[Detection examples]

- - - - -

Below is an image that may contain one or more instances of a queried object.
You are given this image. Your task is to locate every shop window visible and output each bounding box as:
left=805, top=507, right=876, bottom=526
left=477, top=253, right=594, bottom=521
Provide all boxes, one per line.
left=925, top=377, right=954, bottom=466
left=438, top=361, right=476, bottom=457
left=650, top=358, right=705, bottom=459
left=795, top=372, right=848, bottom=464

- - - - -

▸ **The exercise**: Copy the material above line for line, changing nothing.

▸ **Solution to the exercise**:
Below is an image that may contain one or more instances of a queried object.
You are given this image. Your task is to locate every shop window visible and output each bounding box as:
left=805, top=507, right=876, bottom=526
left=477, top=253, right=594, bottom=521
Provide all boxes, one per line.
left=925, top=377, right=954, bottom=466
left=438, top=361, right=476, bottom=457
left=650, top=358, right=705, bottom=459
left=795, top=372, right=848, bottom=464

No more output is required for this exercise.